* AIM *
Reproduce verbatim everything from the line containing "of the dark" down to the end of the records.

* Position annotation records *
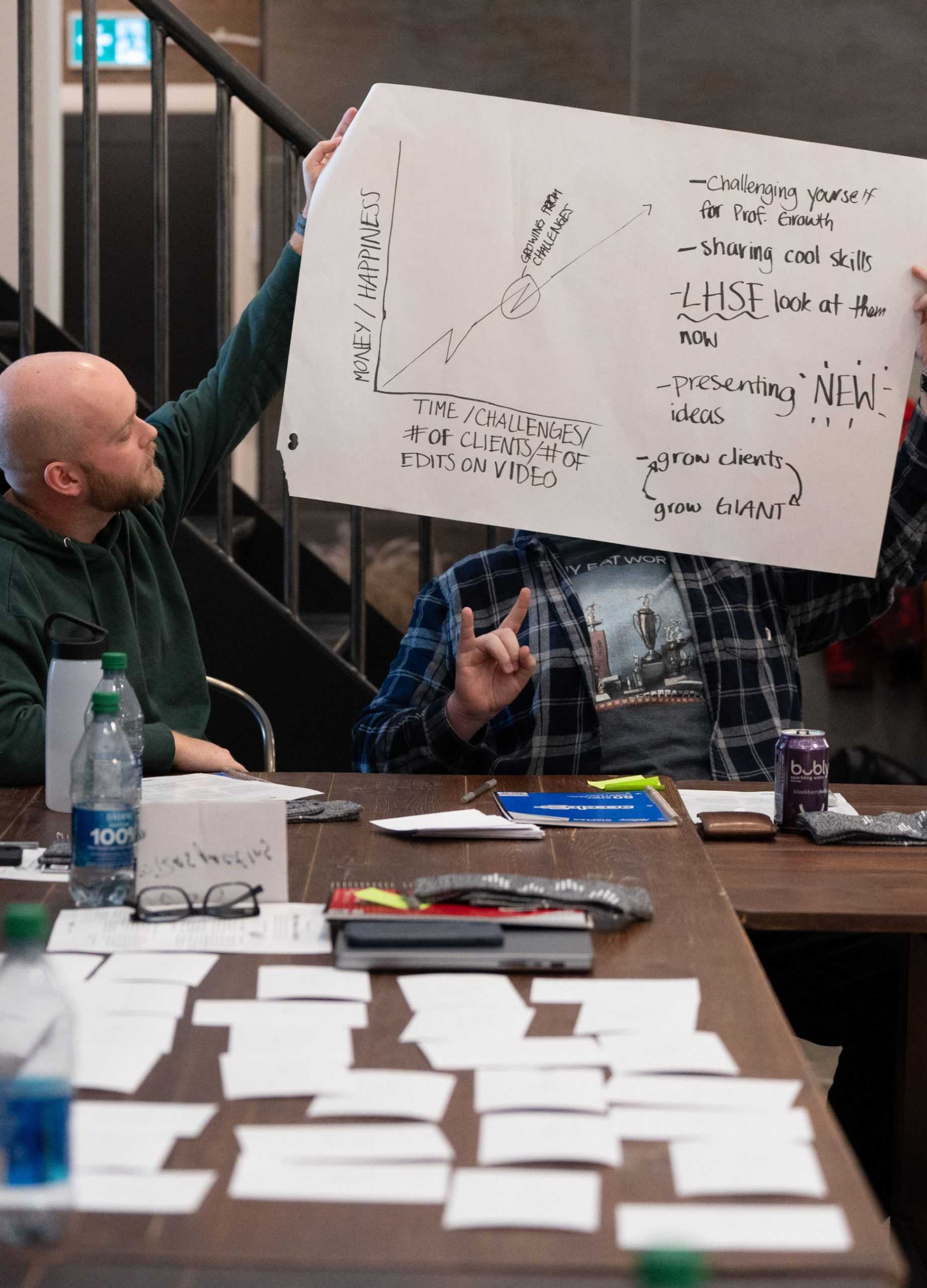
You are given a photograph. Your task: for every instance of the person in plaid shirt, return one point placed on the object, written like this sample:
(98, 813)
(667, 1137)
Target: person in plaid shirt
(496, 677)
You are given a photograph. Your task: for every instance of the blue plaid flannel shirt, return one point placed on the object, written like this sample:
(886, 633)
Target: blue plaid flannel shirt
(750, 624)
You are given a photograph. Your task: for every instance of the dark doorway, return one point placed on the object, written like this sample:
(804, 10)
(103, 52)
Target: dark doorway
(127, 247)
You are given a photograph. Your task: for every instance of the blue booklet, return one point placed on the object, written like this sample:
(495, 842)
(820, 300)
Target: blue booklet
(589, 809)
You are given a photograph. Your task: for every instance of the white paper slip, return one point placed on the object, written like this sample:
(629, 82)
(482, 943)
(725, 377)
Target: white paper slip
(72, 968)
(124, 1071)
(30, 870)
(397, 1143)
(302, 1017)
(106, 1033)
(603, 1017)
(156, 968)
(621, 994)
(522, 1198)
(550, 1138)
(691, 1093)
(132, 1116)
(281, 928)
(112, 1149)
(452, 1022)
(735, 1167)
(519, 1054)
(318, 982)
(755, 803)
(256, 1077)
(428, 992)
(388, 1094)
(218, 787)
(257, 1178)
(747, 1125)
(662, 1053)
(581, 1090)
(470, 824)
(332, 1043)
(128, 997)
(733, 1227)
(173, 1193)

* PROBLEM SOLUTION *
You are given a photograph. Your task: for every instance of the dark doorway, return one point placed on the object, written like this sample:
(804, 10)
(103, 52)
Target: dark doorway
(127, 247)
You are given a photograph. Your task: for every instance of the blue booklet, return one point placed on the object, written like this sample:
(495, 842)
(820, 300)
Target: blue booklet
(589, 809)
You are given a photograph. Your task: for every instance of the white paper slip, return one point placed on the object, written like this sample:
(629, 82)
(482, 943)
(725, 377)
Target: white paper slip
(72, 968)
(124, 1071)
(30, 870)
(397, 1143)
(302, 1017)
(106, 1033)
(603, 1017)
(156, 968)
(621, 994)
(522, 1198)
(550, 1138)
(691, 1093)
(132, 1116)
(281, 928)
(112, 1149)
(452, 1022)
(735, 1167)
(519, 1054)
(318, 982)
(755, 803)
(256, 1077)
(428, 992)
(388, 1094)
(218, 787)
(257, 1178)
(747, 1125)
(662, 1053)
(581, 1090)
(470, 824)
(332, 1043)
(128, 997)
(733, 1227)
(173, 1193)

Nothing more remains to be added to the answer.